■ **EXCERPT**:
Jerome Bruner – Making Stories

I’m typing this on a train so apologies for the brevity, spelling and all the rest.

This is just a short post to try and capture what I’ve learnt from reading Jerome Bruner’s Making Stories: law, litarture, life (2002)

He has a great way of explaining about defining story,  the problems encountered in it’s use and most importantly seems to propose a theory (really a theory? Can it be tested?) of what narrative is for in a cultural sense.

His main standpoint is to understand the cultural origins and function of story to better inform the use of narrative in a legal context (p11-12).

Bruner discusses how our capacity for story is ingrained in our neurophysiology (p30)  and our ability to form stories seems to be something that starts before we fully acquire the language to express them (do we ever fully acquire that? Have I yet? Did Jane Austen? ;)) (p32) and is based on the seemingly unique human trait of mimetic sense; the ability to imitate or re-enact events from future or past (p97).

“ We seem, then, to have some predisposition, some core knowledge about narrative right deom the start.” (p33)

■ **WRITTEN TASK 1**: Reproduce, without any alteration, the stretch of the records from the line containing "Tag the shovel handle" through the final line of the records.

Collection entries:

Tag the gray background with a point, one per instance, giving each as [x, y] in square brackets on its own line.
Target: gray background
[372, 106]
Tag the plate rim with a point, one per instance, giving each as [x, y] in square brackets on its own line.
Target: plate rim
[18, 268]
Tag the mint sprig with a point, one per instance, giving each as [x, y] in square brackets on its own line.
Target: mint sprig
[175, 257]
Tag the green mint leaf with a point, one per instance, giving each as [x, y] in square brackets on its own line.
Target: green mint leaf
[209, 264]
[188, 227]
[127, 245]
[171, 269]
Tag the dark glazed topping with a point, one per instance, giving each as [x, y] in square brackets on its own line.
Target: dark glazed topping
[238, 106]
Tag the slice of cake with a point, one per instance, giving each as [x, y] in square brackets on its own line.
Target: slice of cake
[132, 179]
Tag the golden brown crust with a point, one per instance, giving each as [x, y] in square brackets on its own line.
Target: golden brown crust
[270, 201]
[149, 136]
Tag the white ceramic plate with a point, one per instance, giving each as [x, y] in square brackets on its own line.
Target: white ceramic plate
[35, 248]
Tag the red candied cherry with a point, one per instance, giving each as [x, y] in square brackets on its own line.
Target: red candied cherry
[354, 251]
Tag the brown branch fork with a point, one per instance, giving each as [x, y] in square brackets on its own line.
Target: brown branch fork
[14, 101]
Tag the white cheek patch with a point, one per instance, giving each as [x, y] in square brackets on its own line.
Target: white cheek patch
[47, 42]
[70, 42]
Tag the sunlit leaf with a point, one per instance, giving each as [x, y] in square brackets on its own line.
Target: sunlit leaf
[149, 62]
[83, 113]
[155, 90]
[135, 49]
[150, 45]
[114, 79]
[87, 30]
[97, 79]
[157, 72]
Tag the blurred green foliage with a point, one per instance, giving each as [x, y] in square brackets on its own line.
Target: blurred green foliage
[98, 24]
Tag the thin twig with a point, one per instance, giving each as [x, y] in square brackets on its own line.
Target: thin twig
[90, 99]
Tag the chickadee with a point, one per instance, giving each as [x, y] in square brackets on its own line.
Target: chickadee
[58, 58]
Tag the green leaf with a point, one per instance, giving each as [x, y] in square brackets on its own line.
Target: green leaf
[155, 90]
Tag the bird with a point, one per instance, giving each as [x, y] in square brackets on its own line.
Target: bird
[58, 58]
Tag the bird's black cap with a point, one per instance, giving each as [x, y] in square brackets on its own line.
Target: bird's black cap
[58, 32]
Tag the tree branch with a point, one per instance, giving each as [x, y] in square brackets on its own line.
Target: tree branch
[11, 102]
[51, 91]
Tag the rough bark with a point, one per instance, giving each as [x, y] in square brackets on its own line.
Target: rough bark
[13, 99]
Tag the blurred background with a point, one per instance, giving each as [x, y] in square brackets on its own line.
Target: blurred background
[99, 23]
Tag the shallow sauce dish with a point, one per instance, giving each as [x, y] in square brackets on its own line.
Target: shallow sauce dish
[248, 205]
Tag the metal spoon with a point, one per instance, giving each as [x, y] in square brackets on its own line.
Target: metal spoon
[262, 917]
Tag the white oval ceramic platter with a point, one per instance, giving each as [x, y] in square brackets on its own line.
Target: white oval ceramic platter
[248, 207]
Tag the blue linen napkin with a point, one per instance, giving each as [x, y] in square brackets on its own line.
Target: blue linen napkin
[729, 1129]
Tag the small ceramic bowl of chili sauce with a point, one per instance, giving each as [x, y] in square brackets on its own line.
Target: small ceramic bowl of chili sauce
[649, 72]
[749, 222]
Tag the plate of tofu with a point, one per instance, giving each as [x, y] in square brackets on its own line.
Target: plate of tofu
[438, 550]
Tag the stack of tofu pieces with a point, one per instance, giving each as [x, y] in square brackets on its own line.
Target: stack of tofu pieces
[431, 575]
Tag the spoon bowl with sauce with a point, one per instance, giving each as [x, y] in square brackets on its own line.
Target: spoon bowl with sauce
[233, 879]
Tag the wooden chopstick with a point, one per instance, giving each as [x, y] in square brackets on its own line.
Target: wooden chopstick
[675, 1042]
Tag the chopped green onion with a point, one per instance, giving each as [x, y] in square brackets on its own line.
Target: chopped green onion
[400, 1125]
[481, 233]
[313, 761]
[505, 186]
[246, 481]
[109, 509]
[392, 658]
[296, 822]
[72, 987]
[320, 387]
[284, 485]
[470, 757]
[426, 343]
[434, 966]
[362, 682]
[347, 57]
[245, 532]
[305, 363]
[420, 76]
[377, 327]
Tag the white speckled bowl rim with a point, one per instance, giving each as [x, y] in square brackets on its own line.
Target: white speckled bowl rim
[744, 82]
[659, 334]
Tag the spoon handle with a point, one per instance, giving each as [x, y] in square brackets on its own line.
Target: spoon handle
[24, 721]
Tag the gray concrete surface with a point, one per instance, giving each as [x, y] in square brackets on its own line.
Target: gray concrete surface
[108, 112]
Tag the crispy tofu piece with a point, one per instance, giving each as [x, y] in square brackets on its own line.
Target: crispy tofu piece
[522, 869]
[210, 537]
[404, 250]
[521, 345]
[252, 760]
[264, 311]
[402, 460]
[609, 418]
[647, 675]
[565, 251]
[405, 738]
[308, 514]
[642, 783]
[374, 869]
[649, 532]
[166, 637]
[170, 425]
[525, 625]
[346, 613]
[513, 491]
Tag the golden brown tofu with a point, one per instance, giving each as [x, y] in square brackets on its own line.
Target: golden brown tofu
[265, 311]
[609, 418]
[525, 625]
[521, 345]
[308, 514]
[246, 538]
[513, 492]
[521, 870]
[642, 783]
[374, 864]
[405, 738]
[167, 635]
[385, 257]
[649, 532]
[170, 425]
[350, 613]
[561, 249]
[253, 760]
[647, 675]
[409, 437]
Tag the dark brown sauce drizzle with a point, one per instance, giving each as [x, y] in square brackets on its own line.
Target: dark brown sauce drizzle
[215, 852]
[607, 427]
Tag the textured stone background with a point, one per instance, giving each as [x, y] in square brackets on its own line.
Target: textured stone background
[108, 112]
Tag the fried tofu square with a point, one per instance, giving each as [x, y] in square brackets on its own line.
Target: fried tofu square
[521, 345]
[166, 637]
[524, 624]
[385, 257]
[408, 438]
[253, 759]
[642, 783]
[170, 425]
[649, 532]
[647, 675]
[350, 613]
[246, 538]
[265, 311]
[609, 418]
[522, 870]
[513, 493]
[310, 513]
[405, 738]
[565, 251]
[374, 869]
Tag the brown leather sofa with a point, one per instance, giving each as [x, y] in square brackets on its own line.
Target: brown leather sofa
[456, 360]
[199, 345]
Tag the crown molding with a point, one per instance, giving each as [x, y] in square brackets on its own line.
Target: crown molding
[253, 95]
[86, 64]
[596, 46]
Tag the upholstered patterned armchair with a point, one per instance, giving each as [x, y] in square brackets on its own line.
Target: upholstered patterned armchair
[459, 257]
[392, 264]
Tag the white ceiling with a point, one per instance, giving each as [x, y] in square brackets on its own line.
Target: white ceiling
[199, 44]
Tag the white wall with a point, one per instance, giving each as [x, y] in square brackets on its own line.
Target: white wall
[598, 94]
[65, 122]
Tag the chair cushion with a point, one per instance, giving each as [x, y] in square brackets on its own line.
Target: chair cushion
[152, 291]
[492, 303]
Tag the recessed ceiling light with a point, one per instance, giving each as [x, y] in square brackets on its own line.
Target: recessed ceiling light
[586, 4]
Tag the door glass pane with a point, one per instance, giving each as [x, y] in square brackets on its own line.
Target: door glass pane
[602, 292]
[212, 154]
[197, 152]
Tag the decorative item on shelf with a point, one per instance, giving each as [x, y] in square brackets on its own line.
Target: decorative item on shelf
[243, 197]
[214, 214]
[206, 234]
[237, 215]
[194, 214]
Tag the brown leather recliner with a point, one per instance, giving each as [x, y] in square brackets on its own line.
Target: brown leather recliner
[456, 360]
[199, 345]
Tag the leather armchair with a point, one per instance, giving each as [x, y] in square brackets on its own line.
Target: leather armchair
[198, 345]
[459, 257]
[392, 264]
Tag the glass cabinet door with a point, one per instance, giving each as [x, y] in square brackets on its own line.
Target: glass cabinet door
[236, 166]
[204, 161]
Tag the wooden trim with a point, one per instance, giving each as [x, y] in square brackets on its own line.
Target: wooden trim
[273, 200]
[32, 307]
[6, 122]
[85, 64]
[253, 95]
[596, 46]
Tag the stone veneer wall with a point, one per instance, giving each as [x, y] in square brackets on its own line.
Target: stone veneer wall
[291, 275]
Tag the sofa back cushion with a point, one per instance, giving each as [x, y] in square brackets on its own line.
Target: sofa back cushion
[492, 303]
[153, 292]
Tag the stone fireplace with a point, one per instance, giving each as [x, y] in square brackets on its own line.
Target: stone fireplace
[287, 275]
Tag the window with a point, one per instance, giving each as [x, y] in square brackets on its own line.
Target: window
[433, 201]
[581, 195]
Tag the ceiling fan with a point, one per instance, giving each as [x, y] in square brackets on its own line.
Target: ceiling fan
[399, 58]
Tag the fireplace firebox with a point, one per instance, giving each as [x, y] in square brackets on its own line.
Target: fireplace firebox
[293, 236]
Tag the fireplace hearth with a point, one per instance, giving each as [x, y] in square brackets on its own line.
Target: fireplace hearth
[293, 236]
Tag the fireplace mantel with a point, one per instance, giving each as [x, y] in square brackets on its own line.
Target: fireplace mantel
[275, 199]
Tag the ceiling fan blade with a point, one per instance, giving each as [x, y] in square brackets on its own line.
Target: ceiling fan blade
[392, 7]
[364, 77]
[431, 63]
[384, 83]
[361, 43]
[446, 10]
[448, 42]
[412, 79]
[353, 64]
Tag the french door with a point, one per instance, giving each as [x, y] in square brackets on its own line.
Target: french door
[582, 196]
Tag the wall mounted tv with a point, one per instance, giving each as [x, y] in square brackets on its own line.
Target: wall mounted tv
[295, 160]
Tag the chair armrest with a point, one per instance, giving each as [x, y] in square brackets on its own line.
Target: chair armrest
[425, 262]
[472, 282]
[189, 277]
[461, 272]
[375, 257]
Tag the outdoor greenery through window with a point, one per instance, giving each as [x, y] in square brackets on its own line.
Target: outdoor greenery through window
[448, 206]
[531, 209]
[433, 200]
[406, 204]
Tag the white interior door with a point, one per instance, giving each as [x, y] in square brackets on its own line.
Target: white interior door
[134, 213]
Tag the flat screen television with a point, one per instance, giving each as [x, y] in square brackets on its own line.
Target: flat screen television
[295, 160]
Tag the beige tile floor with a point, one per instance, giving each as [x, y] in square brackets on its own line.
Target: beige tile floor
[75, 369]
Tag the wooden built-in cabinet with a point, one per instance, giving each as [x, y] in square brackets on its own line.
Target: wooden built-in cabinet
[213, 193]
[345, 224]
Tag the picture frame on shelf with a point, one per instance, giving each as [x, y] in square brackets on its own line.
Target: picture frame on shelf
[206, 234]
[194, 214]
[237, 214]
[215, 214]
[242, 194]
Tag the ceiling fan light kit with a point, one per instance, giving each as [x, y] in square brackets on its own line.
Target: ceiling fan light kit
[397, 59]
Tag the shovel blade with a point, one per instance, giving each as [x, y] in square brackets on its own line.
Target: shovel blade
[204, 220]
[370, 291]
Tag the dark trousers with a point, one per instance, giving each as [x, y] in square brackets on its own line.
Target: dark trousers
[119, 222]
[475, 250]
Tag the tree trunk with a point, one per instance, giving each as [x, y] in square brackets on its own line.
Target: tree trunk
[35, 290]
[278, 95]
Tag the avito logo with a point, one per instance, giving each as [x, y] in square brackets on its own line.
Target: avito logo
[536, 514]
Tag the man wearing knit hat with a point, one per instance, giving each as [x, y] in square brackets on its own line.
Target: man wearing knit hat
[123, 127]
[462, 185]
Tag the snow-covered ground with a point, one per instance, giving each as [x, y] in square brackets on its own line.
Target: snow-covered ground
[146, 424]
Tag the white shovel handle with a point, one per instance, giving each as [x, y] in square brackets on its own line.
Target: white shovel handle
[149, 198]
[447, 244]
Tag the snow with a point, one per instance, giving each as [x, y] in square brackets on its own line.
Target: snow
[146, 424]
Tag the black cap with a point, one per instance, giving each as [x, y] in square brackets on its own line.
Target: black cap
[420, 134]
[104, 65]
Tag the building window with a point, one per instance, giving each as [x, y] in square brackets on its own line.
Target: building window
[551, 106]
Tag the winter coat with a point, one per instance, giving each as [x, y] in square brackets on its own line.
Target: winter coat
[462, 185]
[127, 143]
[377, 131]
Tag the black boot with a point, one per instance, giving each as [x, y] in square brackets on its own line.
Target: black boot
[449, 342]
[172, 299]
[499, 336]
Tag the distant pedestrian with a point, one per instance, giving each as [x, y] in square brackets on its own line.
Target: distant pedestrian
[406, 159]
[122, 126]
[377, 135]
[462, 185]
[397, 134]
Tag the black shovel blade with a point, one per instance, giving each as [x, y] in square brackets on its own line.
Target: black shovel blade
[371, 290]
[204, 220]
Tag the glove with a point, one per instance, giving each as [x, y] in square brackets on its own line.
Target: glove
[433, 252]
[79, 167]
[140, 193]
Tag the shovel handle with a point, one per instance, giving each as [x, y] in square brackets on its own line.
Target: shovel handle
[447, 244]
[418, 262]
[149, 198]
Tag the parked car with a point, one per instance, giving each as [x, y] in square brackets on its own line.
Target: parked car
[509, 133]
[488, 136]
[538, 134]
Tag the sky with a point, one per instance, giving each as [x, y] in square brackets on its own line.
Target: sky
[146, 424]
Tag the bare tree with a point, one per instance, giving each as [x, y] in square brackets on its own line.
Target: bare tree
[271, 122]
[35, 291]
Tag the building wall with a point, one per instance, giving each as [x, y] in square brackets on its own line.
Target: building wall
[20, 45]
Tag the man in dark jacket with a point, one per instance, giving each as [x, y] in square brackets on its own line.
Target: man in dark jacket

■ **WRITTEN TASK 2**: Restate the stretch of the post on Bruner's Making Stories from "I’m typing this" through "a cultural sense.", changing each instance of "narrative" to "storytelling".

■ **WRITTEN ANSWER 1**:
Tag the shovel handle with a point, one per instance, giving each as [x, y] in square brackets on its own line.
Target: shovel handle
[447, 244]
[418, 262]
[149, 198]
Tag the parked car with a point, one per instance, giving each as [x, y] in square brackets on its own line.
Target: parked car
[509, 133]
[488, 136]
[538, 134]
Tag the sky with a point, one per instance, giving each as [x, y] in square brackets on its own line.
Target: sky
[146, 424]
Tag the bare tree with a point, one per instance, giving each as [x, y] in square brackets on its own line.
Target: bare tree
[271, 122]
[35, 291]
Tag the building wall with a point, one per instance, giving each as [x, y] in square brackets on its own line.
Target: building wall
[20, 45]
Tag the man in dark jacket with a point, one per instance, giving each as [x, y] in square brackets on its own line.
Target: man in dark jacket

■ **WRITTEN ANSWER 2**:
I’m typing this on a train so apologies for the brevity, spelling and all the rest.

This is just a short post to try and capture what I’ve learnt from reading Jerome Bruner’s Making Stories: law, litarture, life (2002)

He has a great way of explaining about defining story,  the problems encountered in it’s use and most importantly seems to propose a theory (really a theory? Can it be tested?) of what storytelling is for in a cultural sense.